→ Selected extract:

--

A point of reference for Allegis within the enterprise is really the ERP solution. What we're doing in terms of managing channel-based business processes and channel-based metrics such as product sell-through, sell-through price, channel inventory levels are a logical extension of your internal ERP systems more so then they are a logical extension of your CRM solution. The most common reference point for Allegis in the eyes of the customer is back-office ERP solutions and improving their ability to manage their extended enterprise operations then it is as an adjunct to CRM. The best proof point to that is we integrate with an ERP system in practically every deployment at 90%; CRM might be closer to 50%.

Sterling-Hoffman: At least with CRM, there seems to be so much shelfware - partially because companies went out and purchased huge numbers of licenses and then downsized like crazy. Are you finding that that is a barrier to you in selling situations with CIO's where they say, "We just want to focus on what we have we're not doing any new projects." ?

Dennis Ryan: Seventy-five percent of our customers are active today with new phases of deployment compared to their original purchase. Our average initial deal size is somewhere between a ½ and ¾ of a million dollars initial commitment. Most of our companies have since doubled or tripled down that initial investment after the initial deployment for additional products or to expand the deployment to include additional geographies or business units. So the question one has to ask one's self is "Why has Allegis software not only got deployed but customers come back and purchase additional software and services?" It's because of the demonstrable ROI in that initial deployment.

One of the key contributors to shelfware is companies can motivate themselves (or did motivate themselves) to purchase a software license but couldn't find a value relative to the cost of getting it deployed. For us, the equation between software license and deployment is a lot more favourable then some of the companies who have bigger prevalence of shelfware. It's one of our core values to the customer is they can purchase software and we can get them deployed in a short time period within 90 days and demonstrate ROI within 6 to 12 months and doing that has lead to our customers, on average, doubling down their investment if not tripling or quadrupling down their investment in Allegis within the 24 months post the initial deployment.

Sterling-Hoffman: I read an article in Fortune Magazine about how poorly some of the venture funds are performing. Given the fact that so many portfolios are in trouble right now, are you finding that your Board remains as eager to help out day-to-day with different instructions as they were before? You guys are presumably past the stage of which your viability is the question. How involved does the board get nowadays?

Dennis Ryan: I would definitely say that compared to the early days starting up, the Board is less involved week in and week out operationally then they were 3 or 4 years ago and that's relative to introductions to potential customers, introductions to people we might want to hire and strategic opportunities. I think the week-in and week-out level of engagement of investors I would say your observation is definitely true that there's definitely less regular interaction with them on the operational issues of the business then there was when we started out. I think it's a function of two things. One, we're a little bit more mature then we were when we started. Second, people are working on a lot of issues in portfolios.

Sterling-Hoffman: Tell me about your earlier experiences. How did IBM and Apple contribute to your management style?

Dennis Ryan: IBM, Apple and Claris the first three companies that I worked at were strong contributors to my belief that teamwork is the core ingredient for success. Each in their own way those were strong elements of how these companies operate internally as well as how they operated with their external constituents. It was a core value, a core principle of those work environments; they were all very team-oriented.

Second, would be the types of people I had to work with whether it was from a peer group point of view or from a manager-superior point of view there were people who contributed ideas to me and helped in a very formative stage in my career. Leadership style and the inclusiveness of enabling groups of people to work together was a couple of key contributors in those early experiences.

--

→ Record excerpts:
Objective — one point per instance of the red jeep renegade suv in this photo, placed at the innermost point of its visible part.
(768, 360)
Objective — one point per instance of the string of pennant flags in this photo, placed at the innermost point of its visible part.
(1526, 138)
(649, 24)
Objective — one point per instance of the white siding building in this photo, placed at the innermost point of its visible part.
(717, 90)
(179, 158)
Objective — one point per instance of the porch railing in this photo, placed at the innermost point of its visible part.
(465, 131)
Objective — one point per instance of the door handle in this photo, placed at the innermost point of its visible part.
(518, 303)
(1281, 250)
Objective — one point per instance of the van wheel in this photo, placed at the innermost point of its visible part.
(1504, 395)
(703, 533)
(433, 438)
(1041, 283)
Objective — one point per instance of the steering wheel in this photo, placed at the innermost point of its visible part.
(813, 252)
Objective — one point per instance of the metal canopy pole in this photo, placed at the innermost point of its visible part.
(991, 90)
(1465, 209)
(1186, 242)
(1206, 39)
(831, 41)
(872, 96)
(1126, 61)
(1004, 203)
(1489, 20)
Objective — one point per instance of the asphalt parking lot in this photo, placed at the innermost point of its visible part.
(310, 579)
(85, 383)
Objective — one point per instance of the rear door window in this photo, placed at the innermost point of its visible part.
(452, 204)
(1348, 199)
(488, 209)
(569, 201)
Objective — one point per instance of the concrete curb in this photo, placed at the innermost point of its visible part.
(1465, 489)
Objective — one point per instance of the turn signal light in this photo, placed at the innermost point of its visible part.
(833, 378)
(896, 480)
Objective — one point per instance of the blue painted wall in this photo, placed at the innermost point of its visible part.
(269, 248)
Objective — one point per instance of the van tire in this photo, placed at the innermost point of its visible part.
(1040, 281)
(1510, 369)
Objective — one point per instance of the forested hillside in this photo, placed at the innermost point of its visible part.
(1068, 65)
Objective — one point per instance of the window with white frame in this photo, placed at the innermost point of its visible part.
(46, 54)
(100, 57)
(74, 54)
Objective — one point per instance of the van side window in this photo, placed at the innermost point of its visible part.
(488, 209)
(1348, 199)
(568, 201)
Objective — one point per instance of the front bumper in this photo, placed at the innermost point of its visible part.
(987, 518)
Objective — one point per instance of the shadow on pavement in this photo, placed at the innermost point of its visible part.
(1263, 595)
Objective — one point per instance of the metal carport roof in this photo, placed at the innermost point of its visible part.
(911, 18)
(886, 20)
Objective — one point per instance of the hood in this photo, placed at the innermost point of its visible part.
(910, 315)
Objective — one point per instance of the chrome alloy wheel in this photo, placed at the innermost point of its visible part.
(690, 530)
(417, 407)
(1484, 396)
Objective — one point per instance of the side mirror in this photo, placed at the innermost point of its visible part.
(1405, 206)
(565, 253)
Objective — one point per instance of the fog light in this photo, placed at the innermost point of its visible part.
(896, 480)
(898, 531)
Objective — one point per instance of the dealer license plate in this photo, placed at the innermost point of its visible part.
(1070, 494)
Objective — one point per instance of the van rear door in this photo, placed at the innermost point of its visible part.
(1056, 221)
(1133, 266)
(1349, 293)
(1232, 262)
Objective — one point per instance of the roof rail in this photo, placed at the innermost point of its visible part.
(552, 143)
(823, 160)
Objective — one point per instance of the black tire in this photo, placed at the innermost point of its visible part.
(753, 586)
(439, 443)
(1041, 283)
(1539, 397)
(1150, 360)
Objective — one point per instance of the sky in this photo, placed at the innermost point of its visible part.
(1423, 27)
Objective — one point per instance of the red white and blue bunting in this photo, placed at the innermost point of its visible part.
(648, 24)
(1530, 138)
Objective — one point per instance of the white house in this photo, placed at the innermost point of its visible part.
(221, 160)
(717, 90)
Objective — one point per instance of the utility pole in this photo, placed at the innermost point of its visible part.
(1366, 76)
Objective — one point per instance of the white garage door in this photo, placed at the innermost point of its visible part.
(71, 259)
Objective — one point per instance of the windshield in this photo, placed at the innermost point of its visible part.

--

→ What is asked:
- 1) In the Allegis interview, what percentage of deployments involve integration with an ERP system?
- 2) Extend the Allegis interview past its final sentence, carrying on Dennis Ryan's answer about his early career.

→ In response:
- 1) About 90%.

- 2)
I was at those companies during periods of time where they were all very successful. IBM's PC was coming out; Apple and MacIntosh were coming out. Apple backed Claris, from the day we were formed until we were purchased. I was fortunate to be at those companies during successful stints of those organizations. I think how employees worked with one another and the ethics that they held with people on the outside were two of the key things that were part of the success.

Sterling-Hoffman: In your mind did the people make the market or did the market make the people?

Dennis Ryan: When you say the 'market'…

Sterling-Hoffman: Success. The way you almost framed that is there's a difference from some of the other people that I've interacted with that would take credit for the success the company created versus they were fortunate to be there when the company was successful.

Dennis Ryan: I happened to be there when those companies were going through successful periods in their history so the learning that you were able to see derived in those environments I think was a positive experience.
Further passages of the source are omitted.